PROBLEM TO SOLVE => Look below for the line containing "all instances"; from there, print each line exactly up to and including the line containing "note: the <path>", and stop.

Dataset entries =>

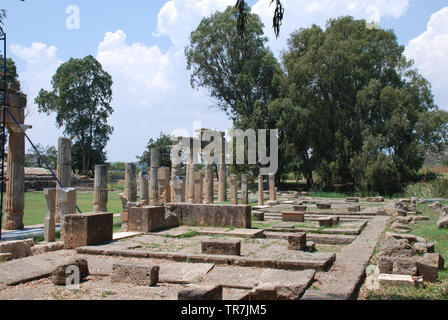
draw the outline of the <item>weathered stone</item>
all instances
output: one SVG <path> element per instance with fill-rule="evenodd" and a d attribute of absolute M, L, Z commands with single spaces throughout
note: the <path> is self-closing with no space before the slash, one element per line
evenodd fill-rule
<path fill-rule="evenodd" d="M 361 211 L 361 206 L 359 206 L 359 205 L 347 208 L 347 212 L 360 212 L 360 211 Z"/>
<path fill-rule="evenodd" d="M 248 178 L 247 174 L 241 175 L 241 203 L 244 205 L 249 204 Z"/>
<path fill-rule="evenodd" d="M 264 181 L 263 176 L 258 176 L 258 205 L 264 206 Z"/>
<path fill-rule="evenodd" d="M 177 176 L 171 181 L 171 190 L 174 192 L 172 201 L 174 203 L 185 202 L 185 179 L 184 177 Z"/>
<path fill-rule="evenodd" d="M 140 182 L 140 203 L 143 206 L 147 206 L 149 204 L 148 173 L 146 171 L 140 171 L 138 174 L 138 179 Z"/>
<path fill-rule="evenodd" d="M 241 255 L 241 241 L 240 240 L 210 240 L 201 243 L 203 254 L 215 255 Z"/>
<path fill-rule="evenodd" d="M 162 229 L 164 224 L 164 207 L 129 208 L 128 231 L 148 233 Z"/>
<path fill-rule="evenodd" d="M 263 211 L 252 211 L 252 216 L 256 221 L 264 221 L 264 212 Z"/>
<path fill-rule="evenodd" d="M 0 262 L 7 262 L 13 260 L 14 257 L 11 253 L 0 253 Z"/>
<path fill-rule="evenodd" d="M 408 215 L 408 211 L 404 209 L 397 209 L 396 215 L 397 217 L 406 217 Z"/>
<path fill-rule="evenodd" d="M 268 206 L 278 206 L 280 204 L 280 202 L 278 200 L 269 200 L 268 202 L 266 202 L 266 205 Z"/>
<path fill-rule="evenodd" d="M 230 176 L 230 204 L 238 204 L 238 176 Z"/>
<path fill-rule="evenodd" d="M 300 212 L 282 212 L 282 220 L 285 222 L 304 222 L 305 215 Z"/>
<path fill-rule="evenodd" d="M 156 265 L 120 262 L 112 266 L 112 283 L 130 283 L 153 287 L 159 282 L 160 267 Z"/>
<path fill-rule="evenodd" d="M 330 203 L 317 203 L 317 209 L 319 210 L 328 210 L 331 209 L 331 204 Z"/>
<path fill-rule="evenodd" d="M 194 197 L 193 203 L 202 203 L 202 191 L 203 191 L 203 174 L 202 172 L 195 172 L 194 178 Z"/>
<path fill-rule="evenodd" d="M 107 172 L 106 164 L 95 166 L 95 181 L 93 185 L 93 212 L 107 212 Z"/>
<path fill-rule="evenodd" d="M 64 248 L 104 244 L 112 241 L 113 213 L 83 213 L 62 216 Z"/>
<path fill-rule="evenodd" d="M 159 168 L 157 172 L 159 202 L 171 202 L 170 168 Z"/>
<path fill-rule="evenodd" d="M 124 195 L 129 202 L 137 202 L 137 166 L 135 163 L 126 163 L 124 171 L 126 188 Z"/>
<path fill-rule="evenodd" d="M 179 291 L 178 300 L 222 300 L 222 285 L 191 285 Z"/>
<path fill-rule="evenodd" d="M 417 275 L 417 262 L 415 259 L 396 259 L 393 261 L 393 274 Z"/>
<path fill-rule="evenodd" d="M 334 225 L 333 217 L 324 217 L 317 219 L 320 227 L 332 227 Z"/>
<path fill-rule="evenodd" d="M 34 247 L 31 247 L 31 252 L 33 253 L 33 255 L 37 255 L 63 249 L 64 249 L 64 242 L 58 241 L 58 242 L 41 243 L 35 245 Z"/>
<path fill-rule="evenodd" d="M 288 237 L 288 250 L 306 250 L 306 233 L 295 233 Z"/>
<path fill-rule="evenodd" d="M 416 254 L 423 255 L 425 253 L 434 252 L 434 243 L 416 242 L 412 246 Z"/>
<path fill-rule="evenodd" d="M 72 186 L 72 141 L 70 139 L 59 138 L 58 140 L 56 176 L 64 188 Z M 57 187 L 60 186 L 57 185 Z"/>
<path fill-rule="evenodd" d="M 359 198 L 348 197 L 348 198 L 345 198 L 345 202 L 359 202 Z"/>
<path fill-rule="evenodd" d="M 163 225 L 164 228 L 166 229 L 171 229 L 171 228 L 177 228 L 178 226 L 180 226 L 180 222 L 179 222 L 179 218 L 177 217 L 176 214 L 171 213 L 171 212 L 166 212 L 165 213 L 165 223 Z"/>
<path fill-rule="evenodd" d="M 47 213 L 44 224 L 44 240 L 56 241 L 56 194 L 57 189 L 45 189 L 44 195 L 47 203 Z"/>
<path fill-rule="evenodd" d="M 275 174 L 269 175 L 269 200 L 277 201 L 275 194 Z"/>
<path fill-rule="evenodd" d="M 448 216 L 448 207 L 443 207 L 442 210 L 440 210 L 440 219 Z"/>
<path fill-rule="evenodd" d="M 442 208 L 442 204 L 439 201 L 436 201 L 433 204 L 429 205 L 429 207 L 432 210 L 438 210 L 438 209 Z"/>
<path fill-rule="evenodd" d="M 414 249 L 407 240 L 390 238 L 383 242 L 378 256 L 409 258 L 414 255 Z"/>
<path fill-rule="evenodd" d="M 381 288 L 385 287 L 415 287 L 419 280 L 416 277 L 401 274 L 380 274 L 378 280 Z"/>
<path fill-rule="evenodd" d="M 395 240 L 406 240 L 408 243 L 413 244 L 415 242 L 419 242 L 419 237 L 413 235 L 413 234 L 399 234 L 399 233 L 392 233 L 392 232 L 386 232 L 386 240 L 388 239 L 395 239 Z M 421 242 L 425 242 L 422 238 Z"/>
<path fill-rule="evenodd" d="M 299 212 L 305 212 L 307 209 L 307 206 L 303 206 L 303 205 L 293 205 L 292 207 L 294 208 L 295 211 L 299 211 Z"/>
<path fill-rule="evenodd" d="M 392 224 L 391 228 L 392 228 L 392 230 L 397 231 L 397 232 L 407 233 L 407 232 L 411 231 L 411 229 L 407 225 L 398 223 L 398 222 L 394 222 Z"/>
<path fill-rule="evenodd" d="M 447 229 L 448 228 L 448 217 L 443 217 L 437 222 L 437 228 Z"/>
<path fill-rule="evenodd" d="M 219 165 L 218 201 L 227 201 L 227 171 L 226 171 L 226 139 L 222 134 L 221 164 Z"/>
<path fill-rule="evenodd" d="M 79 271 L 79 279 L 74 278 L 75 283 L 67 283 Z M 89 276 L 89 266 L 86 259 L 74 259 L 73 261 L 57 267 L 51 274 L 51 281 L 54 285 L 73 285 L 79 284 Z M 69 278 L 70 277 L 70 278 Z"/>
<path fill-rule="evenodd" d="M 33 255 L 33 239 L 0 242 L 0 253 L 10 254 L 12 259 L 21 259 Z"/>
<path fill-rule="evenodd" d="M 204 203 L 211 204 L 214 202 L 213 164 L 207 164 L 204 174 Z"/>
<path fill-rule="evenodd" d="M 395 218 L 395 222 L 401 223 L 401 224 L 408 224 L 412 221 L 412 217 L 397 217 Z"/>
<path fill-rule="evenodd" d="M 423 257 L 417 257 L 418 273 L 428 282 L 437 281 L 439 270 L 443 270 L 444 264 L 438 253 L 426 253 Z"/>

YOUR RESPONSE =>
all instances
output: one SVG <path> element per instance with fill-rule="evenodd" and a d attribute of absolute M, L, Z commands with single spaces throughout
note: the <path> is self-closing with no space before the slash, one element per line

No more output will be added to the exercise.